This is not a love story. This is a story about the messiness of heartbreak, the dark and uncertain path that lies in front of us, and the things we learn about ourselves when we’re broken and trying to put ourselves back together again. This is how I moved on from being cheated on.
It began at the end of September at the local county fair. I was on my first date with She-Who-Will-Not-Be-Named. I still remember the excitement and promise of that very night. Up until then, I had been a skeptic. I never believed in love, I hated romantic comedies, and I especially loathed all those cheesy love songs that came on the radio. But after that night, all those songs started to make sense, I started to enjoy rom-coms, and I started to believe. Amazing isn’t it? The things that can happen in one night? Even more staggering are the things that can happen over the course of a relationship. Some people still express genuine shock that we were together for that long and all through our years in high school. But hey, we were “in love.” Aren’t we all during that time of teenage intensity and rebellion?

■ DATA ROWS ■
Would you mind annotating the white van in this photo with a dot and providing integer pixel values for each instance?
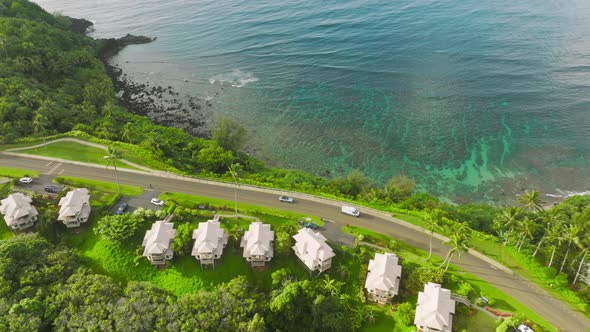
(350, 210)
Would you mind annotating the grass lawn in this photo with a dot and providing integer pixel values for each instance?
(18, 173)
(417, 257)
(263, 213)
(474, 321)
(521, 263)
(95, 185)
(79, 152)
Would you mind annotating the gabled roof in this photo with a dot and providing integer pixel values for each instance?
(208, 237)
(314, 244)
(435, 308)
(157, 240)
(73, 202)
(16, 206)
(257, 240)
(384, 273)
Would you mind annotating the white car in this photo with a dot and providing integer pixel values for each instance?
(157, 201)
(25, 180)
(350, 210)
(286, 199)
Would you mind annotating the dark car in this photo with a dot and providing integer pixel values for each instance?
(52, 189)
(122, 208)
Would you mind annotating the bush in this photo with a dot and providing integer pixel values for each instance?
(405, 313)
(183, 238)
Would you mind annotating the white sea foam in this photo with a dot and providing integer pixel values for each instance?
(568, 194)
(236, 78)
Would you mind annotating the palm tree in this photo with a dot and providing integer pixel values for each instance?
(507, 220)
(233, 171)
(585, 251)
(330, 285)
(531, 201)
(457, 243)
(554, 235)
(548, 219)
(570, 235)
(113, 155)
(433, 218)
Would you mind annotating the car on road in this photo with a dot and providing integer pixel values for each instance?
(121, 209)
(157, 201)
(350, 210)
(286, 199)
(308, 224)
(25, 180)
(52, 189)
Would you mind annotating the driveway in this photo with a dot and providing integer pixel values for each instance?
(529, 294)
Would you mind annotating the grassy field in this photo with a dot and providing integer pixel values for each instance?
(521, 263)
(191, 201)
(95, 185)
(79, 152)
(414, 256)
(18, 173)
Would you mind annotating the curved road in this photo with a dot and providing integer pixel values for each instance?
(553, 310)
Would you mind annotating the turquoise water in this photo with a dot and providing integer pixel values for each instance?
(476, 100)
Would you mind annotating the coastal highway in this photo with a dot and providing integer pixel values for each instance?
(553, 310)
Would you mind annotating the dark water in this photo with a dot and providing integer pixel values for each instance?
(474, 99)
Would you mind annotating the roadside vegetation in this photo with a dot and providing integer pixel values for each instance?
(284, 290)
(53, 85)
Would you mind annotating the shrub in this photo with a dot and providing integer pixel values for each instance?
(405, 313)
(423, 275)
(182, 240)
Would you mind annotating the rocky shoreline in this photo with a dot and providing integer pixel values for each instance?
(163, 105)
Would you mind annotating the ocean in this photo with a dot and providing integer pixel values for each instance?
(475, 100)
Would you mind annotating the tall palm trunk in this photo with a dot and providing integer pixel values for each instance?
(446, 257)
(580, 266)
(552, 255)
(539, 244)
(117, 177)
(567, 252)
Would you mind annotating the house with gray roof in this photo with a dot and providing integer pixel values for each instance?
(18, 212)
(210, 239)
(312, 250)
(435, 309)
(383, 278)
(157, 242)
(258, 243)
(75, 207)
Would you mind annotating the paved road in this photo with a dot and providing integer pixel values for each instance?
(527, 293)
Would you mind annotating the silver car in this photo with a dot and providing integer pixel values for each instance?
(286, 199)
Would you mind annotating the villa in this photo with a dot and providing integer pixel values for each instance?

---

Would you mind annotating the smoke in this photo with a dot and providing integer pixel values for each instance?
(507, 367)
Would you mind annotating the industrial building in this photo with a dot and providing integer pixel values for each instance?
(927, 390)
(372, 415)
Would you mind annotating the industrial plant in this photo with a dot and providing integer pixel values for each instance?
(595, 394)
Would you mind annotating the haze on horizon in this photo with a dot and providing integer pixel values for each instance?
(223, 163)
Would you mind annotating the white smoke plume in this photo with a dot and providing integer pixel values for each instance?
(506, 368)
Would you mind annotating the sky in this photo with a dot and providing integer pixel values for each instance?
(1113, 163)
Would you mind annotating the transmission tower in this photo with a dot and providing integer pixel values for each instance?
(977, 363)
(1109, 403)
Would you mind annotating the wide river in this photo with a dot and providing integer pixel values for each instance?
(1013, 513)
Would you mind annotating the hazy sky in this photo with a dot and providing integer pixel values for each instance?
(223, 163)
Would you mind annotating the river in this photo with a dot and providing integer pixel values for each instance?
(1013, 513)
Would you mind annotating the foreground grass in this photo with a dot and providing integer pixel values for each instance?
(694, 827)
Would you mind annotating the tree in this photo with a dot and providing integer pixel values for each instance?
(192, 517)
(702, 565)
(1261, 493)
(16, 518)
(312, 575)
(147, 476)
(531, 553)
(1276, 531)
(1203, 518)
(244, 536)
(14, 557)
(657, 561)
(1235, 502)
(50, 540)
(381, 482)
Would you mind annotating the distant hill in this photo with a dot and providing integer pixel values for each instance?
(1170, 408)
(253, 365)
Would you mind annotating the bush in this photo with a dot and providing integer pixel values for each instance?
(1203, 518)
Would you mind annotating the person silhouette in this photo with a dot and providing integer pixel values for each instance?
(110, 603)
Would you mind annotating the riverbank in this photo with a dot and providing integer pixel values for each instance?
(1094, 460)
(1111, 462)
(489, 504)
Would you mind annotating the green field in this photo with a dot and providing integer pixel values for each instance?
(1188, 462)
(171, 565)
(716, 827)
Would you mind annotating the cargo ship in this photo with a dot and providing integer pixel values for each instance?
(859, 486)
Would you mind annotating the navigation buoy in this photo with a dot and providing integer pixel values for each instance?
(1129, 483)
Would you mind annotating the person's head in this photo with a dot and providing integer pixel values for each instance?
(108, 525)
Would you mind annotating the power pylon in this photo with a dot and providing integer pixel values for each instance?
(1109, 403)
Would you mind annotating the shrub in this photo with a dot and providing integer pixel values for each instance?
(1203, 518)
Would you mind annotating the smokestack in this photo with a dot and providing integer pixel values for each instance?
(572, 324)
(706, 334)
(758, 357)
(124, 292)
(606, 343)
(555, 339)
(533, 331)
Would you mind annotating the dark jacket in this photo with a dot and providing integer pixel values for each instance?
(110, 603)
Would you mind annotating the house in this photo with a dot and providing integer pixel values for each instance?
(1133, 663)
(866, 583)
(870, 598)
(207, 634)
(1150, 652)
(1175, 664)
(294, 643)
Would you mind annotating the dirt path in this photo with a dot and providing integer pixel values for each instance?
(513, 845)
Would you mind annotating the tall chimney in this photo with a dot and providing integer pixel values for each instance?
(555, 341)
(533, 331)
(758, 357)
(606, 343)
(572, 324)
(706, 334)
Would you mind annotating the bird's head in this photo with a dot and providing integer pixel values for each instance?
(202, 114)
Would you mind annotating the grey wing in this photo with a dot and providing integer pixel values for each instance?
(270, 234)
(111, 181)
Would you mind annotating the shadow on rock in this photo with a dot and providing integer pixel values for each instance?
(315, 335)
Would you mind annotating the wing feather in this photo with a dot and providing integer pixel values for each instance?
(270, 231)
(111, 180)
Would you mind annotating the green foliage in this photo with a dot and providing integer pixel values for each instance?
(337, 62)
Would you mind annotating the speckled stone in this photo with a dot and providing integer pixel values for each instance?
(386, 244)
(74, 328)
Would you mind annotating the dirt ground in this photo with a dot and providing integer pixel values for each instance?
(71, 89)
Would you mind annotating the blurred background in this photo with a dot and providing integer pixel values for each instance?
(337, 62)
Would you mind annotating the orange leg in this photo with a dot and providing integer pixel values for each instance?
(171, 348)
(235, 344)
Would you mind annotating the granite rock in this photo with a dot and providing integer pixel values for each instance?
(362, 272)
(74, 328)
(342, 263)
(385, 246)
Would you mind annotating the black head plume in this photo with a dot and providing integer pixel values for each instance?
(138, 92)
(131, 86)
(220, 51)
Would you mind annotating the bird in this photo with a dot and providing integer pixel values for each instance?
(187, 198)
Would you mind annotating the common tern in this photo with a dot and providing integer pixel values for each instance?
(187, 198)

■ WRITTEN TASKS ■
A - In the heartbreak story, rewrite the stretch from "It began at" through "intensity and rebellion?" with "county fair" swapped for "state fair".
B - Carry the heartbreak story on from its last sentence with the next part.
The listing was drawn from a separate source.

■ EXERCISE RESPONSES ■
A -
It began at the end of September at the local state fair. I was on my first date with She-Who-Will-Not-Be-Named. I still remember the excitement and promise of that very night. Up until then, I had been a skeptic. I never believed in love, I hated romantic comedies, and I especially loathed all those cheesy love songs that came on the radio. But after that night, all those songs started to make sense, I started to enjoy rom-coms, and I started to believe. Amazing isn’t it? The things that can happen in one night? Even more staggering are the things that can happen over the course of a relationship. Some people still express genuine shock that we were together for that long and all through our years in high school. But hey, we were “in love.” Aren’t we all during that time of teenage intensity and rebellion?

B -
It was Valentine’s Day when our story came to a brutal and abrupt end. The year before in August I was slated to leave Maui for my first semester of college, which meant trying our hand at a long distance relationship. I’d essentially be away for our upcoming four-year anniversary. But we assured one another that this would only be temporary as She planned to move up with me the following year and we’d live in an apartment together. It sounded so simple, so certain. Our future looked ever so bright and promising. But it was a lie. I called to commemorate our anniversary at the time, but She did not answer. I thought nothing of it. We’d speak tomorrow. What I didn’t know was that She was on a date with Him. At the fair. Where we had our first date. Of course, She did not tell me this right away. I didn’t even know until after Winter Break, months after on Valentine’s Day. Prior til then, we maintained our relationship as best as we could over the phone and through video chat with the hopes of being reunited soon, finally.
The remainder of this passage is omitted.